═════ 本题数据 ═════

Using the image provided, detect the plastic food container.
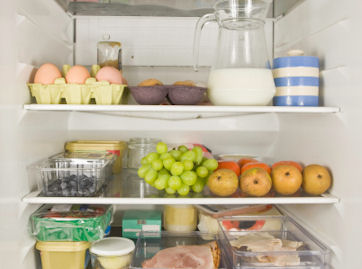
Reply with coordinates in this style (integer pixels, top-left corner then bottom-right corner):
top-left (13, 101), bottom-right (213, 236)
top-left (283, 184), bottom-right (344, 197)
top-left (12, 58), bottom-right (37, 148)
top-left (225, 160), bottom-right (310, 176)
top-left (31, 153), bottom-right (110, 197)
top-left (90, 237), bottom-right (135, 269)
top-left (219, 216), bottom-right (330, 269)
top-left (35, 242), bottom-right (90, 269)
top-left (163, 205), bottom-right (197, 233)
top-left (29, 205), bottom-right (112, 242)
top-left (65, 140), bottom-right (127, 174)
top-left (28, 66), bottom-right (127, 105)
top-left (130, 232), bottom-right (227, 269)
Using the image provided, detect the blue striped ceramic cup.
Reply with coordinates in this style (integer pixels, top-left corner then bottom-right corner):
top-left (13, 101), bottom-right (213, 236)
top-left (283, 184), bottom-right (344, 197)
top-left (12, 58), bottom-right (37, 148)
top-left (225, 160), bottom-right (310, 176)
top-left (273, 56), bottom-right (319, 106)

═════

*指令*. 改写上面全部数据，把“detect”换成“locate”，其他内容一字不动。答案里不要放图片。

*练习结果*.
Using the image provided, locate the plastic food container.
Reply with coordinates in this style (integer pixels, top-left corner then bottom-right corner):
top-left (13, 101), bottom-right (213, 236)
top-left (283, 184), bottom-right (344, 197)
top-left (12, 58), bottom-right (37, 148)
top-left (225, 160), bottom-right (310, 176)
top-left (31, 153), bottom-right (110, 197)
top-left (90, 237), bottom-right (135, 269)
top-left (219, 216), bottom-right (330, 269)
top-left (35, 242), bottom-right (90, 269)
top-left (163, 205), bottom-right (197, 233)
top-left (29, 205), bottom-right (112, 242)
top-left (65, 140), bottom-right (127, 174)
top-left (28, 66), bottom-right (127, 105)
top-left (130, 232), bottom-right (227, 269)
Using the image provided, locate the blue striped ceramic cup.
Reply with coordinates in this style (integer pixels, top-left corner then bottom-right corner):
top-left (13, 101), bottom-right (213, 236)
top-left (283, 184), bottom-right (344, 197)
top-left (12, 58), bottom-right (37, 148)
top-left (225, 160), bottom-right (310, 176)
top-left (273, 56), bottom-right (319, 106)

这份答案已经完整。